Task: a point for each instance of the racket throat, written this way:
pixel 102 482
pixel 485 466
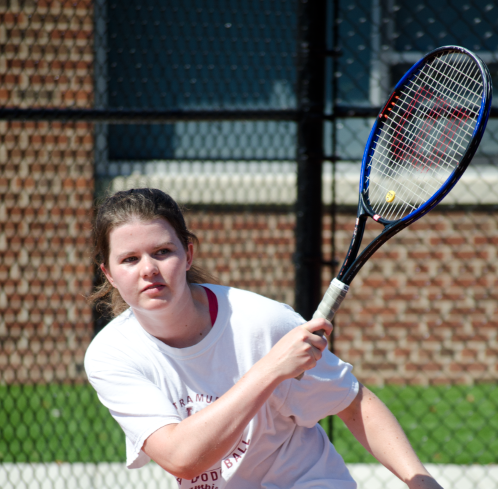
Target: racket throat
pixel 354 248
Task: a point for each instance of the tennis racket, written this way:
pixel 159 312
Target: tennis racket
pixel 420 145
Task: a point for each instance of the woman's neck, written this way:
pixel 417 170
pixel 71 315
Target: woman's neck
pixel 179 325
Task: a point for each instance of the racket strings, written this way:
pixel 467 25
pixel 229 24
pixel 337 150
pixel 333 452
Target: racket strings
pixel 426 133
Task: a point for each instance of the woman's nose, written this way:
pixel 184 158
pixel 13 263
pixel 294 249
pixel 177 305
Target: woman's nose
+--
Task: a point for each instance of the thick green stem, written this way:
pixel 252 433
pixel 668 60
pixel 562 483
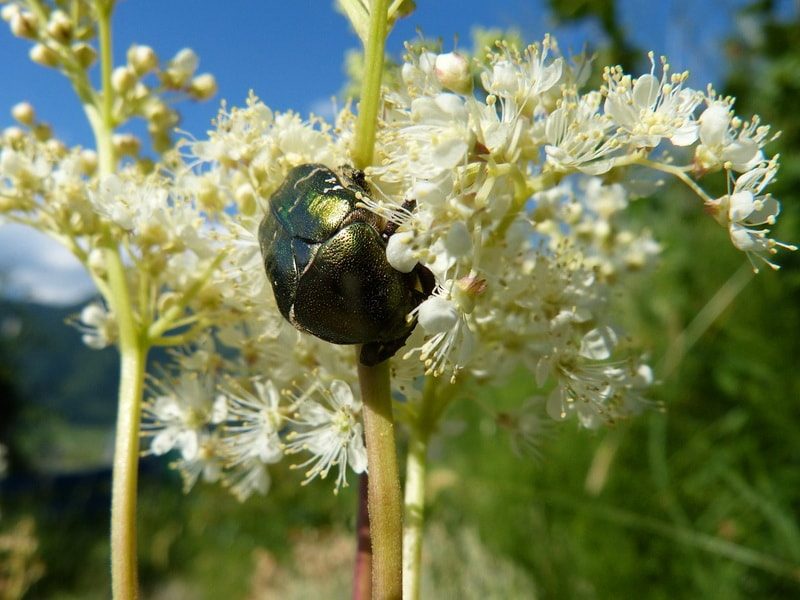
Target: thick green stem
+--
### Assignment
Once you find the line with "pixel 71 315" in the entries above, output it and each line after it up to and including the line with "Target: woman's nose", and nothing else.

### Task result
pixel 71 315
Target: woman's neck
pixel 179 325
Task: a point for each instance of the racket strings, written this way:
pixel 467 25
pixel 229 24
pixel 337 150
pixel 333 452
Target: racket strings
pixel 426 133
Task: a point for each instance of the woman's nose, written this way:
pixel 184 158
pixel 13 263
pixel 294 249
pixel 177 305
Target: woman's nose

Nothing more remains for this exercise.